AmiVoiceで複数言語の含まれている音声データの解析に試みた

Posted at 2024-05-11

背景

外国人の私にとっては、Siriなどを利用している時に一番困っているのは音声認識する際に、複数言語に認識できなかったことです。
そのために、AmiVoiceを初めて見た時も、複数の言語の含まれている音声データを認識できるかを試してみました。できませんでした。
この記事では、私がAmiVoiceAPIを利用して、複数言語の含まれている音声データの解析を試みましたJourneyを記録しました。

音声データの出処

まず、テストで利用されている日本語と英語をMixした音声データを以下のサイトからダウンロードして利用させていただきました。

英語のみの音声データはTOEIC リスニングセクションのExampleを利用させていただきました。

AmiVoice APIを試してみる

注意
これからのコードを実行して検証する際に、費用が発生されることがあります。

Repository

今回試す際に使っていたコードなどをこちらのRepositoryに入れました。

まずは軽く英語のみの音声データを試してみる

curl -X POST https://acp-api.amivoice.com/v1/nolog/recognize \
     -F d=-a-general-en \
     -F u=APIKEY_Here \
     -F a=@src/Part2Direction.mp3 > result_Part2Direction.json

結果の抜粋

{
    "results": [
        {
            "tokens": [
                {
                    "written": "Part",
                    "confidence": 0.98,
                    "starttime": 870,
                    "endtime": 1290,
                    "spoken": "Part"
                },
                {
                    "written": "two",
                    "confidence": 0.92,
                    "starttime": 1290,
                    "endtime": 1810,
                    "spoken": "two"
                },
                {
                    "written": "."

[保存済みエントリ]
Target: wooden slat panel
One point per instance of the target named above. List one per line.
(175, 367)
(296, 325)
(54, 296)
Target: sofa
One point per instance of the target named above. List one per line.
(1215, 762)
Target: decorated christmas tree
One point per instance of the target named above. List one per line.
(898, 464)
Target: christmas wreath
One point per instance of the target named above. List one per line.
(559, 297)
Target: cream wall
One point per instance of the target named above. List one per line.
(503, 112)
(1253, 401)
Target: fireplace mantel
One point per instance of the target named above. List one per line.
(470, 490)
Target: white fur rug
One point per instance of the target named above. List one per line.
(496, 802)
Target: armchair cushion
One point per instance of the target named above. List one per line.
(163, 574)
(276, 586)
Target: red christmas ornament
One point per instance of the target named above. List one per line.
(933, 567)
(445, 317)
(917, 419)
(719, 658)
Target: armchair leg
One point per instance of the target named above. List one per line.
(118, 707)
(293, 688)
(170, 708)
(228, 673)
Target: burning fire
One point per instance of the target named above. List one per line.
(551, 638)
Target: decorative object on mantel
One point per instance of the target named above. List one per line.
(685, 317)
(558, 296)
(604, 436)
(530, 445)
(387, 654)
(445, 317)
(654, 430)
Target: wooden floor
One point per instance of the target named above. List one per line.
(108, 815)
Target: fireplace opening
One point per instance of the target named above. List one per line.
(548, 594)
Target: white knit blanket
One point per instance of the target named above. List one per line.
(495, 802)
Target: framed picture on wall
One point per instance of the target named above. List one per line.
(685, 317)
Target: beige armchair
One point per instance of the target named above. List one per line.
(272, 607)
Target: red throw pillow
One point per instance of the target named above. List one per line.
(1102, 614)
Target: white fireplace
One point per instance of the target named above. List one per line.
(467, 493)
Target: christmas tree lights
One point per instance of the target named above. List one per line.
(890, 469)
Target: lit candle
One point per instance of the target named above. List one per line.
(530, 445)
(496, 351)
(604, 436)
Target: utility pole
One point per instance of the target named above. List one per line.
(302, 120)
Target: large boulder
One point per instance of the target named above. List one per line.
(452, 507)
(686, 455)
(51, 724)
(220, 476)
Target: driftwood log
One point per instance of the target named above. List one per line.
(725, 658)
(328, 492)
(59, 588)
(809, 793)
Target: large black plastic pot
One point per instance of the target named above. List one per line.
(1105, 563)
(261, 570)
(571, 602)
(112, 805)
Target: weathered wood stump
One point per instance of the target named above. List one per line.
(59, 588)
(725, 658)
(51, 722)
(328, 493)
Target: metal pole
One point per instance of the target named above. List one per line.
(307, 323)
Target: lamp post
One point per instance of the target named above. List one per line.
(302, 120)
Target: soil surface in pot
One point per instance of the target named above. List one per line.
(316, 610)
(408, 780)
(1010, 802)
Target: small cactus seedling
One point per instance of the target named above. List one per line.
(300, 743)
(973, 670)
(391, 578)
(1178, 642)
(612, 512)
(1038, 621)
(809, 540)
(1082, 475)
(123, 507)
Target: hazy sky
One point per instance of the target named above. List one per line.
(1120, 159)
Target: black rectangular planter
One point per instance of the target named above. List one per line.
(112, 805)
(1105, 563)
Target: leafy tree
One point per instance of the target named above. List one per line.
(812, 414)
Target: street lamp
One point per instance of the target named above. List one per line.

* 指示と要件
AmiVoiceの記事の末尾を引き継ぎ、その続きを書いてください。 保存済みエントリは、AmiVoiceの記事とは別の資料です。

* 課題への回答
                },
                {
                    "written": "directions",
                    "confidence": 0.56,
                    "starttime": 2360,
                    "endtime": 3260,
                    "spoken": "directions"
                },
                {
                    "written": "."
                },
                {
                    "written": "you",
                    "confidence": 0.70,
                    "starttime": 3860,
                    "endtime": 4040,
                    "spoken": "you"
                },
                // 省略
                {
                    "written": "on",
                    "confidence": 0.91,
                    "starttime": 21960,
                    "endtime": 22200,
                    "spoken": "on"
                },
                {
                    "written": "your",
                    "confidence": 1.00,
                    "starttime": 22200,
                    "endtime": 22380,
                    "spoken": "your"
                },
                {
                    "written": "answer",
                    "confidence": 1.00,
                    "starttime": 22380,
                    "endtime": 22700,
                    "spoken": "answer"
                },
                {
                    "written": "sheet",
                    "confidence": 1.00,
                    "starttime": 22700,
                    "endtime": 23180,
                    "spoken": "sheet"
                },
                {
                    "written": "."
                }
            ],
            "confidence": 1.0,
            "starttime": 650,
            "endtime": 23300,
            "tags": [],
            "rulename": "",
            "text": "Part two.directions.you will hear a question or statement and three responses spoken in English.they will not be printed in your test book and will be spoken only one time.select the best response to the question or statement and mark the letter A B or C on your answer sheet."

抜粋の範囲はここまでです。